§ **YOUR GOAL**: Which lines in the records below contain the string "window"? Select and copy each of those lines, treating uppercase and lowercase as different.

Records from a point-labeling set
########
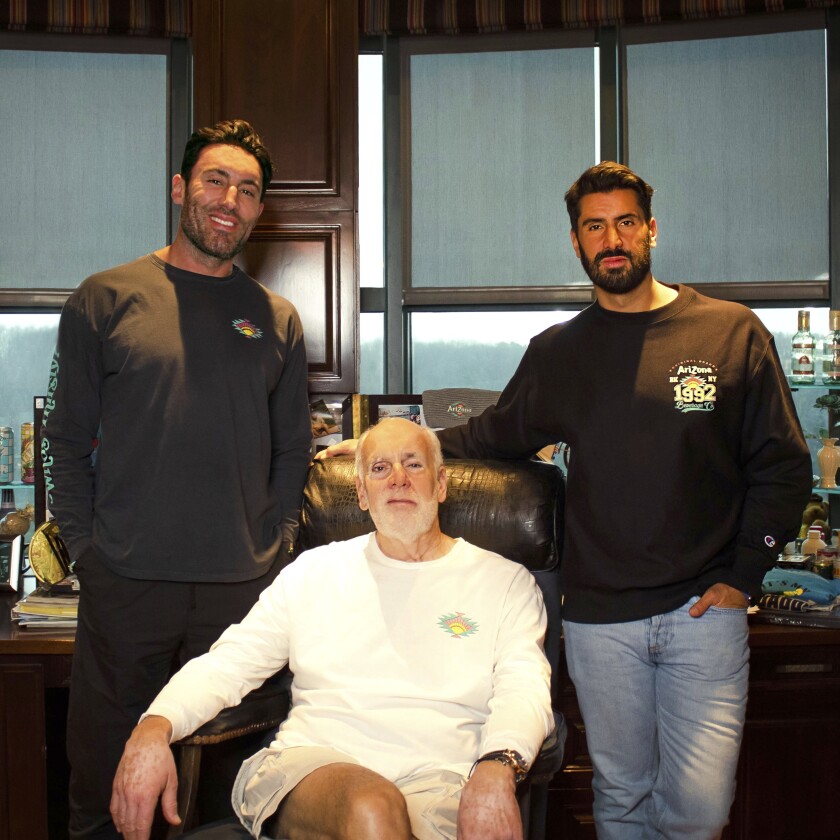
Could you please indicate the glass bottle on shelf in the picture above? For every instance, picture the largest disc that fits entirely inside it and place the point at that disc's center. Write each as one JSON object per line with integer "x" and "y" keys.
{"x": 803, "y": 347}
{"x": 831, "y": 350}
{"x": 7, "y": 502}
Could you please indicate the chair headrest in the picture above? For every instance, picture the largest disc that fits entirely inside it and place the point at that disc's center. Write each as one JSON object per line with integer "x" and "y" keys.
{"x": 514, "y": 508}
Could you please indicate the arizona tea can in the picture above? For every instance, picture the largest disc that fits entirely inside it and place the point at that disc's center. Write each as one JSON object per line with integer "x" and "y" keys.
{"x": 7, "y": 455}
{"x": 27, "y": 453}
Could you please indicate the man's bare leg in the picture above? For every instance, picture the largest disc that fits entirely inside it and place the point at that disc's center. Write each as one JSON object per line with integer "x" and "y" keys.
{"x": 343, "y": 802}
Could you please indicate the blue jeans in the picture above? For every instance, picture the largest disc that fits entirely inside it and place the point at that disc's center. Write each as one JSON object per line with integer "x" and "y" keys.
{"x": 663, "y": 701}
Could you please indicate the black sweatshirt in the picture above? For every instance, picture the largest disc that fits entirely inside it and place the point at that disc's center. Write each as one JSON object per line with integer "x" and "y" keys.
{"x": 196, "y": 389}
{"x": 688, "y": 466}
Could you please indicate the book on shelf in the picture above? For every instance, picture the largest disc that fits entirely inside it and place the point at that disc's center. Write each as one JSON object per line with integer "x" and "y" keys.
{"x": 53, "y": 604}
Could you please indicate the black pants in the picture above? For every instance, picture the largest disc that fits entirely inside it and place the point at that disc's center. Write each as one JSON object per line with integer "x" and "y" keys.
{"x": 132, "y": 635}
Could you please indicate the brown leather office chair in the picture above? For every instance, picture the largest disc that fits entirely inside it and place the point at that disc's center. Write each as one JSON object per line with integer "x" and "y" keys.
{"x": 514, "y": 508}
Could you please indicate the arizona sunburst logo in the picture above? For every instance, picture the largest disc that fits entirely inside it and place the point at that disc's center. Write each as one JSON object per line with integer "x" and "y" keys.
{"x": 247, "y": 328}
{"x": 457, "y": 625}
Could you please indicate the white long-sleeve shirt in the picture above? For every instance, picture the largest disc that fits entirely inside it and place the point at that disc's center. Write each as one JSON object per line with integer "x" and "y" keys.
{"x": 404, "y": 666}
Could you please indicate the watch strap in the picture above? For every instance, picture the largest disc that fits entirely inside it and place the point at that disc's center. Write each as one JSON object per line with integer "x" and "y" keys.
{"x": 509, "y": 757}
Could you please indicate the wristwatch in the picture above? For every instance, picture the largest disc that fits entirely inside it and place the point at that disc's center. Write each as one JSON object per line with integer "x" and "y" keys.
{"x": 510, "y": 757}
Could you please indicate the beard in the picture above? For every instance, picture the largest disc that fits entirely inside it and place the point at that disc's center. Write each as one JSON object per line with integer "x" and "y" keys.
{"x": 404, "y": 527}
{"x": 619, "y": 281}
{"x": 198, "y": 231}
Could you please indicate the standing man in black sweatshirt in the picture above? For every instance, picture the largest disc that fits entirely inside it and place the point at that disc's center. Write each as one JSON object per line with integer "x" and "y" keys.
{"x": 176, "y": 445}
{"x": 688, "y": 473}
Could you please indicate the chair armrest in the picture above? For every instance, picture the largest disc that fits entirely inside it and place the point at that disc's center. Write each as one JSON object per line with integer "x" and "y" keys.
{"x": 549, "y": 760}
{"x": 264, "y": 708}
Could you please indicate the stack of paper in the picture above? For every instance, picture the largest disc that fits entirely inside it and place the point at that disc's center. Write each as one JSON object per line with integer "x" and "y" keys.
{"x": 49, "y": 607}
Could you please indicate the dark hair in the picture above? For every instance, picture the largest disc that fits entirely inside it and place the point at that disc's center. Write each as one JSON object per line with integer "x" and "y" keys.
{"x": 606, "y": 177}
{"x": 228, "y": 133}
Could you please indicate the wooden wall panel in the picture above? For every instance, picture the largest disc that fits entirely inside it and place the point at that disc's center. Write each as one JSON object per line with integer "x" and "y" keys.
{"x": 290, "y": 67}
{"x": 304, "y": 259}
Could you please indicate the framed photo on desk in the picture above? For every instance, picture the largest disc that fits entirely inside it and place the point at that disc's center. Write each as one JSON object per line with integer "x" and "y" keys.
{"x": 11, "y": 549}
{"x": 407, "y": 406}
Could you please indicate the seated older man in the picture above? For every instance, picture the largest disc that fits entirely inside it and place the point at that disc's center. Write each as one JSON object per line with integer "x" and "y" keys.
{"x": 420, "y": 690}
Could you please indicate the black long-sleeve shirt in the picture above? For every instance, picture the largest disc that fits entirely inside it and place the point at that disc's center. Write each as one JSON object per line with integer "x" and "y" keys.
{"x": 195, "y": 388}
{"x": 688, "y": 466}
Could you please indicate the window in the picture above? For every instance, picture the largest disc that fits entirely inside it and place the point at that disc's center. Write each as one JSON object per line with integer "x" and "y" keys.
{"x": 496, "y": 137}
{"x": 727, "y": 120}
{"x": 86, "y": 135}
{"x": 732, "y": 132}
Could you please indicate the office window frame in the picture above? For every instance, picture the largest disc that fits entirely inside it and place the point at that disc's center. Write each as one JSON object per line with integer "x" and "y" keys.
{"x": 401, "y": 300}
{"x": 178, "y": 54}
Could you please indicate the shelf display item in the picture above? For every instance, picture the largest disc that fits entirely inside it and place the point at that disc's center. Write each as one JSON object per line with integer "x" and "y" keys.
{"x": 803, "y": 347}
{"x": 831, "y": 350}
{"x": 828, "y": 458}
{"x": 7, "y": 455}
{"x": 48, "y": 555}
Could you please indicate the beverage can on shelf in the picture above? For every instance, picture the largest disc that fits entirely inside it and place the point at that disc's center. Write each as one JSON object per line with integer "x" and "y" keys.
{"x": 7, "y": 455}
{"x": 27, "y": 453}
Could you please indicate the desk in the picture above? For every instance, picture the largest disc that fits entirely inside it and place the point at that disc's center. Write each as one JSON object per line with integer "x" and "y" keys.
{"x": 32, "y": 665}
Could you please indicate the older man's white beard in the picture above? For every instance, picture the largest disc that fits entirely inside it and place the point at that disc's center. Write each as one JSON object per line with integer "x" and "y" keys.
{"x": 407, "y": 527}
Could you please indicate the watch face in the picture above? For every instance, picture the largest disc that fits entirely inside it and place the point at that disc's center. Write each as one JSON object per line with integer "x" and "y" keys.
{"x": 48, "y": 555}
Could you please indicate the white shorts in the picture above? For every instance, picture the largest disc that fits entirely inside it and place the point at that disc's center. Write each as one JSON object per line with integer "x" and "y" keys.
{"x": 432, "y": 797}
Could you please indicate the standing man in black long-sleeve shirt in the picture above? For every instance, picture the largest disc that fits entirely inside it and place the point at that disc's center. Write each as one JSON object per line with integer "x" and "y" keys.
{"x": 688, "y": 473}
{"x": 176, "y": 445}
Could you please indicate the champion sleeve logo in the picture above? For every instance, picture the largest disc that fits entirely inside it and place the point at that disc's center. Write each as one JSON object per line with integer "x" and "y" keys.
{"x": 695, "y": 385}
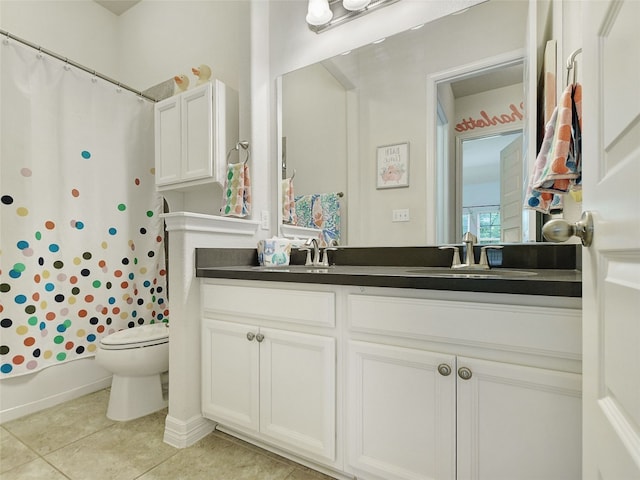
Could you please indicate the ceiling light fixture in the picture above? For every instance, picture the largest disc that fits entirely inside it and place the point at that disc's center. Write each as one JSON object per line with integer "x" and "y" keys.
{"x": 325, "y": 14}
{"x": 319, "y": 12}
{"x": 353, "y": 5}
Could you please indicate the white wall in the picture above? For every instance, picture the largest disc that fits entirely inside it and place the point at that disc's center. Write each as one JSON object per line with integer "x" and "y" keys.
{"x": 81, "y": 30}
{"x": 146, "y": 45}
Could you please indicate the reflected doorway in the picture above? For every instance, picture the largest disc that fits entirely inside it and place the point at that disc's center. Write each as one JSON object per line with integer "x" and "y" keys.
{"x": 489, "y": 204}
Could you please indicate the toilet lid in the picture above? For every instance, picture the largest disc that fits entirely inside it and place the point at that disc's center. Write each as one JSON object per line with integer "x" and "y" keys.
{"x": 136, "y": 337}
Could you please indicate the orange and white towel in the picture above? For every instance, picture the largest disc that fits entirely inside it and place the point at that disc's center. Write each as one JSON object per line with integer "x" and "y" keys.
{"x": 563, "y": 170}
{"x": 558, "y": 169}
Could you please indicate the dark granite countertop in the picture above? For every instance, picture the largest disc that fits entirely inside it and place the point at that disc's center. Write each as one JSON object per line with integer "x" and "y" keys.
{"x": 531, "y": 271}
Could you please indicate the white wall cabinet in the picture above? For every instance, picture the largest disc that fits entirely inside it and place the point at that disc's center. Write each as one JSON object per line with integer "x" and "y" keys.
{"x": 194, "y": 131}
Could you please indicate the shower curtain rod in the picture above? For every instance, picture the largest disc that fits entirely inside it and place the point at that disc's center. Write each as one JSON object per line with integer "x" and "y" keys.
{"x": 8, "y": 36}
########
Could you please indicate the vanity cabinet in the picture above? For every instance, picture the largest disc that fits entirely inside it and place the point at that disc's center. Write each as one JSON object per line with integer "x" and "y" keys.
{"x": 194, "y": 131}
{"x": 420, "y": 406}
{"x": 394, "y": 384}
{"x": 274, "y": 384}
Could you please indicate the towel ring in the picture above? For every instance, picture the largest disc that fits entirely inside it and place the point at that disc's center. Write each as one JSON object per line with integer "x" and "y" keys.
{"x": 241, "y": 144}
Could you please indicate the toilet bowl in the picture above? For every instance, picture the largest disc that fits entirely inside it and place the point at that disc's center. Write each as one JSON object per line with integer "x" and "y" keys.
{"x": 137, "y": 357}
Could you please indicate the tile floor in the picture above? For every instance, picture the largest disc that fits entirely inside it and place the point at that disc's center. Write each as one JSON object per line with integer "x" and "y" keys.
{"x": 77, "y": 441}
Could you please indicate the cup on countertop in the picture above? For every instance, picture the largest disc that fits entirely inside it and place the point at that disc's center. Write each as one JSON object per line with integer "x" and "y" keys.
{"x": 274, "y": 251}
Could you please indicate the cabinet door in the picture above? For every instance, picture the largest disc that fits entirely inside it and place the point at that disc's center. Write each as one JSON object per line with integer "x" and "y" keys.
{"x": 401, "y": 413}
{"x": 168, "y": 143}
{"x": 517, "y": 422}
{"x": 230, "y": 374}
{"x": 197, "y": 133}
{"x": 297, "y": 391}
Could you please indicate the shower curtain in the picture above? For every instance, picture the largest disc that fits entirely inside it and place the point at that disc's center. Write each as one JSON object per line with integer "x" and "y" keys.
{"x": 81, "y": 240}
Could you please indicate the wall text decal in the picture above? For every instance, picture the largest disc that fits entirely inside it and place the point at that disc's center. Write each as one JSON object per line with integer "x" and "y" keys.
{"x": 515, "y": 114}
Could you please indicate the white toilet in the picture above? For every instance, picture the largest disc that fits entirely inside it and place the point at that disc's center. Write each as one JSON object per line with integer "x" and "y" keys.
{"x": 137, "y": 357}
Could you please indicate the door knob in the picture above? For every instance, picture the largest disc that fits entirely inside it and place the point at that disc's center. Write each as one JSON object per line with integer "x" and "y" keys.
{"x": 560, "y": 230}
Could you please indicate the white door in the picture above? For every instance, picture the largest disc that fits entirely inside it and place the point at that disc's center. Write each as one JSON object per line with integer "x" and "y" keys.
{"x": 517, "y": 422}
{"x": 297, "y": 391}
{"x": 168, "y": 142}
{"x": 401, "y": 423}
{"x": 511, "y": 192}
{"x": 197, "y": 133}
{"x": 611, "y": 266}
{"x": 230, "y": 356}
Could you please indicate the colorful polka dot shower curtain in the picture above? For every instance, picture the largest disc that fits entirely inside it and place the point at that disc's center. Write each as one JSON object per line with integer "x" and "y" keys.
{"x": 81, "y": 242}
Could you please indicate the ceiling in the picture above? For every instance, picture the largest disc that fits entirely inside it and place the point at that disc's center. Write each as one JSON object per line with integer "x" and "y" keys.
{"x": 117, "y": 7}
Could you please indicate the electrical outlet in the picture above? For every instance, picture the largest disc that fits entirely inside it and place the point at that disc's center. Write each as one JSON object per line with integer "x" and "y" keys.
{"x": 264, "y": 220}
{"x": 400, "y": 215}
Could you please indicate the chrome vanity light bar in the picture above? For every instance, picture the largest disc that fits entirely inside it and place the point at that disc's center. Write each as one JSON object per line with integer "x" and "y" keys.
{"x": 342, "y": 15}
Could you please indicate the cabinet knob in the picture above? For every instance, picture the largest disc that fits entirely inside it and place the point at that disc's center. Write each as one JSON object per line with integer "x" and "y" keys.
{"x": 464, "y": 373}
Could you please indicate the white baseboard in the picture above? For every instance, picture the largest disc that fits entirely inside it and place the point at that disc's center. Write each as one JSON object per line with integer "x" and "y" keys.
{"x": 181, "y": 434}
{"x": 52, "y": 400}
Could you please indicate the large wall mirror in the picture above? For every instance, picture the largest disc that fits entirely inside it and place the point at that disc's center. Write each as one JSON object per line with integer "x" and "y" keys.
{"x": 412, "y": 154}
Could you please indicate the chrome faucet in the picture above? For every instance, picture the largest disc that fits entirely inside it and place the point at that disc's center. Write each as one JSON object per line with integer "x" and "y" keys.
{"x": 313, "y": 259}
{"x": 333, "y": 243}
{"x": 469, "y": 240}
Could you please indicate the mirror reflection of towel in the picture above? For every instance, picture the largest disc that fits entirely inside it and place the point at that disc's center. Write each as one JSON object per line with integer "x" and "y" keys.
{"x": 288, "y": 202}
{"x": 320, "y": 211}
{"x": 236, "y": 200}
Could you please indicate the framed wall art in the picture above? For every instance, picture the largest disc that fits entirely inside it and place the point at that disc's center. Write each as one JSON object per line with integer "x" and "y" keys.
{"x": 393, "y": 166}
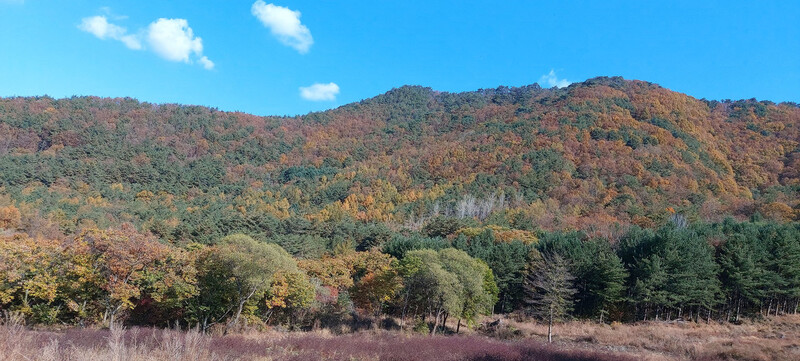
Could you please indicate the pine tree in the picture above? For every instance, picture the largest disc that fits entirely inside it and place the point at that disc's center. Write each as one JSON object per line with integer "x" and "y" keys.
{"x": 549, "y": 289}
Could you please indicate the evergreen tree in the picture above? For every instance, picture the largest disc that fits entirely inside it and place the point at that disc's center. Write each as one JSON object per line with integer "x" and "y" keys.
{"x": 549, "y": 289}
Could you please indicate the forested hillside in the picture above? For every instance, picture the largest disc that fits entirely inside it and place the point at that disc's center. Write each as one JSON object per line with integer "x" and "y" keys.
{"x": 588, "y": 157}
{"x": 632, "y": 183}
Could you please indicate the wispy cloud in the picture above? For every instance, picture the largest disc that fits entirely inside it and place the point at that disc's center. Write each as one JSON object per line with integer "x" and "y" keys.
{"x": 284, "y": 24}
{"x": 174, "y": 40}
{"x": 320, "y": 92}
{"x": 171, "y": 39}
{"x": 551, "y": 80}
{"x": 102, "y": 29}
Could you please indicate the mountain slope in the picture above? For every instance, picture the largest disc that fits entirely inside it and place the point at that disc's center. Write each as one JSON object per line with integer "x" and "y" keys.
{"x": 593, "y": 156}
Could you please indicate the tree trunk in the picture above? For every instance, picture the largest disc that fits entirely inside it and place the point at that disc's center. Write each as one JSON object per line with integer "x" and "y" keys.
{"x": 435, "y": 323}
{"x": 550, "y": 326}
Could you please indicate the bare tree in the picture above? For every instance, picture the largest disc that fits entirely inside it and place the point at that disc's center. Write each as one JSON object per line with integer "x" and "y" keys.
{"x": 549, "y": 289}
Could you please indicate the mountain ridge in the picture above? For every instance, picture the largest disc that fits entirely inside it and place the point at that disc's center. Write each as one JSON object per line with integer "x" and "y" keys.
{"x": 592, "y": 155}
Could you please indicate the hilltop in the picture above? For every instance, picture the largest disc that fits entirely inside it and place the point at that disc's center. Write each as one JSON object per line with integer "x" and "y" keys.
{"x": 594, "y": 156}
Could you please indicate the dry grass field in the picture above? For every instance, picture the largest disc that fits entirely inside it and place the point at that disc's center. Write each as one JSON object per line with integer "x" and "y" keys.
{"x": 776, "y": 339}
########
§ **CORRECT RESULT**:
Could you please indicate the window in the picture above? For every instance, picture the largest disc that fits entirely inside it and place the point at that disc's center. Write each as one JSON object per line with integer "x" and "y" keys.
Could you please indicate the office window frame in the picture above? For every instance, picture the largest disc that fits entirely inside it and place the point at that disc's center. Write each as one JSON object per line with integer "x" and "y" keys.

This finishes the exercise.